** What you should do **
Copying exactly, give the lines in the material below from the one with "M 104 213 L" to the one with "M 314 186 L", ends included, and nothing besides.

** Records for this task **
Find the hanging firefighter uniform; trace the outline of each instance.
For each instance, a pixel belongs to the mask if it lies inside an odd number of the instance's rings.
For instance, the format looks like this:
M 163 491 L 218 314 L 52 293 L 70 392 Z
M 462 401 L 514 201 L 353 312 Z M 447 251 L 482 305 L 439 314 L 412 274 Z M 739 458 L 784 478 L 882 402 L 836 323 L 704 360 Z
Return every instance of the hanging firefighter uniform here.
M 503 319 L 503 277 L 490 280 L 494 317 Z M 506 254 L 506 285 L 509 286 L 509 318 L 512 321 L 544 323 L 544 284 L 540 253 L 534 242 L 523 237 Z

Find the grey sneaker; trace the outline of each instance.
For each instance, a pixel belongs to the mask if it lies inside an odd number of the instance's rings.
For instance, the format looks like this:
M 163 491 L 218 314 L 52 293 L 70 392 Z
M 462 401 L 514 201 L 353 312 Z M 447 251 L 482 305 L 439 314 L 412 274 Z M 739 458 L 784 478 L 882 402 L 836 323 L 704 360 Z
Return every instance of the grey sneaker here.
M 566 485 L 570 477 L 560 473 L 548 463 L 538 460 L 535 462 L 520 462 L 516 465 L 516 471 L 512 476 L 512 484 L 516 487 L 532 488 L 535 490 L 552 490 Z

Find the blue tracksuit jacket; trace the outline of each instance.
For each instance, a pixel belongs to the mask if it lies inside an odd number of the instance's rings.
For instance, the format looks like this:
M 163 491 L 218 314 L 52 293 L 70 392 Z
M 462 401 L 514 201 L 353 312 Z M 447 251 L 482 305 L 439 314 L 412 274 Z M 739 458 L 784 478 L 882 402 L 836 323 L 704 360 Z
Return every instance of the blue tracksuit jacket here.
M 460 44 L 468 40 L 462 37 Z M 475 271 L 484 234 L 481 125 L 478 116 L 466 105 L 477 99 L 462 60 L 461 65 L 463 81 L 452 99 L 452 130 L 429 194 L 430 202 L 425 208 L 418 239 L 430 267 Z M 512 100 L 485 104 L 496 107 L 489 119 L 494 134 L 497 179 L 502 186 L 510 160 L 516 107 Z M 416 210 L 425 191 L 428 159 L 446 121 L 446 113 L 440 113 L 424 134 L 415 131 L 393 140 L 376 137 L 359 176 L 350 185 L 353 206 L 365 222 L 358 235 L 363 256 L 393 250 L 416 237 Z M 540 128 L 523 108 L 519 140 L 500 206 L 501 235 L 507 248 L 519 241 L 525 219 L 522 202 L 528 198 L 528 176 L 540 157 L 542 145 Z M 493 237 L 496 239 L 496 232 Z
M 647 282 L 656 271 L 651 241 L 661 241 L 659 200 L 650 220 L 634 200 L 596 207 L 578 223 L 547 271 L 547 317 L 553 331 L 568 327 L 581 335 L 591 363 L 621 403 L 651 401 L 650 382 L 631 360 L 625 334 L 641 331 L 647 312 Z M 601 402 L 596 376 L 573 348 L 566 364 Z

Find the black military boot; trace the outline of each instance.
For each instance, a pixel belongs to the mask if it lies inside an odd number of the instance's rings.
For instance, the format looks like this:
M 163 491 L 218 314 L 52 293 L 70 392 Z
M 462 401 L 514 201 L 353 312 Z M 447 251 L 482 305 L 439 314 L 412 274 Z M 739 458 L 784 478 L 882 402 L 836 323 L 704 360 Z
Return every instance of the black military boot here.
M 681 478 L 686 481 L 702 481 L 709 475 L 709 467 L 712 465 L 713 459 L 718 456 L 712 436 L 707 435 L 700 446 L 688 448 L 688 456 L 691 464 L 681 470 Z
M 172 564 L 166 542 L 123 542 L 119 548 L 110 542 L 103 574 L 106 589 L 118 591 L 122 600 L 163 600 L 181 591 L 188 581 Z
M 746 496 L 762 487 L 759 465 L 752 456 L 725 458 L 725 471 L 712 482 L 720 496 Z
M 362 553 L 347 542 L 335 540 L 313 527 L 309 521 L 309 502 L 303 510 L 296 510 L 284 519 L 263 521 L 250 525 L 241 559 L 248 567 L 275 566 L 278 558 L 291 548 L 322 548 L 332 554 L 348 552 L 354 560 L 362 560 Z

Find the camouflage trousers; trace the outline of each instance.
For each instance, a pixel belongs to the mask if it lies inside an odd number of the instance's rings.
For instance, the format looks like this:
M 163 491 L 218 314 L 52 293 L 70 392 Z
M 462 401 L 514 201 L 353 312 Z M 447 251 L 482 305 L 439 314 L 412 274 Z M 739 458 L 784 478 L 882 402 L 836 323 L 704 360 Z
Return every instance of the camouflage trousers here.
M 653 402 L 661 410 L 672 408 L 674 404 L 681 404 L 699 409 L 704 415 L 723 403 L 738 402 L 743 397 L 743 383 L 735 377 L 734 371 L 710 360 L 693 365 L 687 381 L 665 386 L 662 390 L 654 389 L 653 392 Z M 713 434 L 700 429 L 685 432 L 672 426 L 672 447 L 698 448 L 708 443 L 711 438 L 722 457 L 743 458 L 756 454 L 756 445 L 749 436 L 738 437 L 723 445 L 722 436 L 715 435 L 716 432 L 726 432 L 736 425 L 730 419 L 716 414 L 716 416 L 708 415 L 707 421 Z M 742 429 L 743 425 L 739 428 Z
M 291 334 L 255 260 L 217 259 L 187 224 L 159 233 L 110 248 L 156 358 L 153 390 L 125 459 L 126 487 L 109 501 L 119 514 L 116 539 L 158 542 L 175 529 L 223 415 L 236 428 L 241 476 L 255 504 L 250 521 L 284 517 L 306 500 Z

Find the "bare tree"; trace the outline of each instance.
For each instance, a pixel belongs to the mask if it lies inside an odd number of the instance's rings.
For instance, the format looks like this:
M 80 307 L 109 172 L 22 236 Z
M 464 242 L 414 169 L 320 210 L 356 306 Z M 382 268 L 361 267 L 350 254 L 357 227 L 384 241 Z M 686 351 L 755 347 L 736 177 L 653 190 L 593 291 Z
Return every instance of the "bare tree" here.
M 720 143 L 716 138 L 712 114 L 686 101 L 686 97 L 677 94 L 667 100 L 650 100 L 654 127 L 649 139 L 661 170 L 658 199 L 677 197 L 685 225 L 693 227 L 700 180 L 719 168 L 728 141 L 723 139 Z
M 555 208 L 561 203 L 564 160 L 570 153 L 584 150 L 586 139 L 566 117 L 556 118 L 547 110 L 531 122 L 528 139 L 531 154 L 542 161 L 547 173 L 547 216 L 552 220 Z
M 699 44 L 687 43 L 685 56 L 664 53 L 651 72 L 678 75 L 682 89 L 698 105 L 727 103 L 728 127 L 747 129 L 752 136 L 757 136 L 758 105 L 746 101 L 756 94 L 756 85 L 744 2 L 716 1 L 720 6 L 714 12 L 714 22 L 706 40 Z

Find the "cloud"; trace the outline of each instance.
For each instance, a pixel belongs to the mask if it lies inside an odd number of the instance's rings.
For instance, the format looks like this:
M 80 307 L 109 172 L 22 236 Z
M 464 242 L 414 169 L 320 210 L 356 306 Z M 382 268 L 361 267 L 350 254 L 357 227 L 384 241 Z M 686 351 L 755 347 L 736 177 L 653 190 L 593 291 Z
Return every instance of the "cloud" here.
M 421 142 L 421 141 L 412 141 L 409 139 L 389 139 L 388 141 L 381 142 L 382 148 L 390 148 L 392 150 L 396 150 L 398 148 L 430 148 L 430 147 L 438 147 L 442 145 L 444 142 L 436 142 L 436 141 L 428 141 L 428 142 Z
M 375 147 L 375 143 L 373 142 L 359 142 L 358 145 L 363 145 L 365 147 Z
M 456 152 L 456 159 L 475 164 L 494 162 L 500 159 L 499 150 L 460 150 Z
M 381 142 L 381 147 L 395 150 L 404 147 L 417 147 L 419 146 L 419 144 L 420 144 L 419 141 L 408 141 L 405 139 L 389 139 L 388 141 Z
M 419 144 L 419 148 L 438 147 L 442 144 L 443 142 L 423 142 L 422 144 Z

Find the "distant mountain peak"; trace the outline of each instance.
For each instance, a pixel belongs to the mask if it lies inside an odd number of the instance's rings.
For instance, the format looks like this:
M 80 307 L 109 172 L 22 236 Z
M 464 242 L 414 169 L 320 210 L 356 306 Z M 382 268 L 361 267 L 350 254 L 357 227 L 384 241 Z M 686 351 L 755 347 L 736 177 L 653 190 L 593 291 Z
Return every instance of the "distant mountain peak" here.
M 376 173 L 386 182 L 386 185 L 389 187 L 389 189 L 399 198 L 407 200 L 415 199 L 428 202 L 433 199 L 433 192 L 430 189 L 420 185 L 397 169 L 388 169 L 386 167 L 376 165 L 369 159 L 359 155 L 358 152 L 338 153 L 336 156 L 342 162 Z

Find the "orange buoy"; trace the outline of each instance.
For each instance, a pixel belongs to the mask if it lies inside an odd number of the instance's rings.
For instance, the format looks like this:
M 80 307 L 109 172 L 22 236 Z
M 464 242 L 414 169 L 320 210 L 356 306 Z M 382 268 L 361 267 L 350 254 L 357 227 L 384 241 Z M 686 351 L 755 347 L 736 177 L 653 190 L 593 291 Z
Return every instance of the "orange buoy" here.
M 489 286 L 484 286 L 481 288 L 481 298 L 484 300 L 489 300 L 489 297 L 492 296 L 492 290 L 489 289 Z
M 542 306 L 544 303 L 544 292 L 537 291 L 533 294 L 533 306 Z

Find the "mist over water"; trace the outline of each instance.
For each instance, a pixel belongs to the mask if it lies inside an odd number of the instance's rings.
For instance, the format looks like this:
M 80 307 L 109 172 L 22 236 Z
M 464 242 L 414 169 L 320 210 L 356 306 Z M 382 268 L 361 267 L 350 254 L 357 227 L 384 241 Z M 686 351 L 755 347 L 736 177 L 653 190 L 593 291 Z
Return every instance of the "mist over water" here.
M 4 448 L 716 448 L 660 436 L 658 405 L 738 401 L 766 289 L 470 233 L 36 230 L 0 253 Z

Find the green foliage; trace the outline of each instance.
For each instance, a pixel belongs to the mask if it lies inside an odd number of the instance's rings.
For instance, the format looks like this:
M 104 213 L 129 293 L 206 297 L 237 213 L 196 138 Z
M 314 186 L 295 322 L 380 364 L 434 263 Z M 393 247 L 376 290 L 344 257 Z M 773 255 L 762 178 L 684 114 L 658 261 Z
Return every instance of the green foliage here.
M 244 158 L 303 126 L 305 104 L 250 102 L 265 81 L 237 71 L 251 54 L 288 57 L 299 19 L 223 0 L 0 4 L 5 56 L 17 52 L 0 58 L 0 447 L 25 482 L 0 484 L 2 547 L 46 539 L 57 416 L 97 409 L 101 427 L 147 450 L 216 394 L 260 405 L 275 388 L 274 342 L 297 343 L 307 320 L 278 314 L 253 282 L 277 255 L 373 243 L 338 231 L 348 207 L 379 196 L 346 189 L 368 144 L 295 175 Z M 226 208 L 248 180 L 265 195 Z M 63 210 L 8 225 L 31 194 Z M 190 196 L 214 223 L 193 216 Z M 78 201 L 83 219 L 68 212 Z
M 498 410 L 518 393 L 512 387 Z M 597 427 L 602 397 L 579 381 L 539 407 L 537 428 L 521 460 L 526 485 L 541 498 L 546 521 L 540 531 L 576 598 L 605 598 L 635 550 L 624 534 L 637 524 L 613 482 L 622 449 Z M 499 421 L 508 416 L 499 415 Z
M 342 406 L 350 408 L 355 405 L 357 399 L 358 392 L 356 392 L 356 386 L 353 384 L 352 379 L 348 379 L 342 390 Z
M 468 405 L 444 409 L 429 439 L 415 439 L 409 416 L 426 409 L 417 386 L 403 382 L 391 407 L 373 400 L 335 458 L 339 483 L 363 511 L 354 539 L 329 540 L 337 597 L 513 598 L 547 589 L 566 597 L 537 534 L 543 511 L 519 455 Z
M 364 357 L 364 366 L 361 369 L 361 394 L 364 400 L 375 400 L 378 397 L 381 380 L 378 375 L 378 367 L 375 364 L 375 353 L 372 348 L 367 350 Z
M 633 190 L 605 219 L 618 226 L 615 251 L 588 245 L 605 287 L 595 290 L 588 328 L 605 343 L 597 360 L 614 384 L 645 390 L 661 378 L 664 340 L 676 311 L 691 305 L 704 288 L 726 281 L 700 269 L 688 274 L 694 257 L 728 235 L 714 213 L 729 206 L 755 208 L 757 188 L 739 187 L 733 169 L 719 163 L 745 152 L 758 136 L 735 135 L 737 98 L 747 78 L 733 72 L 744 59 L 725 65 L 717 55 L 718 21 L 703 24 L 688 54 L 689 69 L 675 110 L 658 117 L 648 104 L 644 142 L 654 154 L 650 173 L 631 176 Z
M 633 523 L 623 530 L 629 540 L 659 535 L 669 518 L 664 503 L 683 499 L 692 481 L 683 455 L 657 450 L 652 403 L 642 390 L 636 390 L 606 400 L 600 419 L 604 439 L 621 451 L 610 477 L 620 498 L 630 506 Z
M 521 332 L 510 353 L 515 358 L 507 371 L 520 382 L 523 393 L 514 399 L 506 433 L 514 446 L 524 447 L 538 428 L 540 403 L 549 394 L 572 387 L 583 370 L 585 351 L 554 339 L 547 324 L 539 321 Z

** The completed task **
M 104 213 L 129 293 L 206 297 L 237 213 L 196 138 Z
M 314 186 L 295 322 L 380 364 L 434 263 Z M 393 247 L 376 290 L 344 257 Z M 773 255 L 762 178 L 684 114 L 658 261 Z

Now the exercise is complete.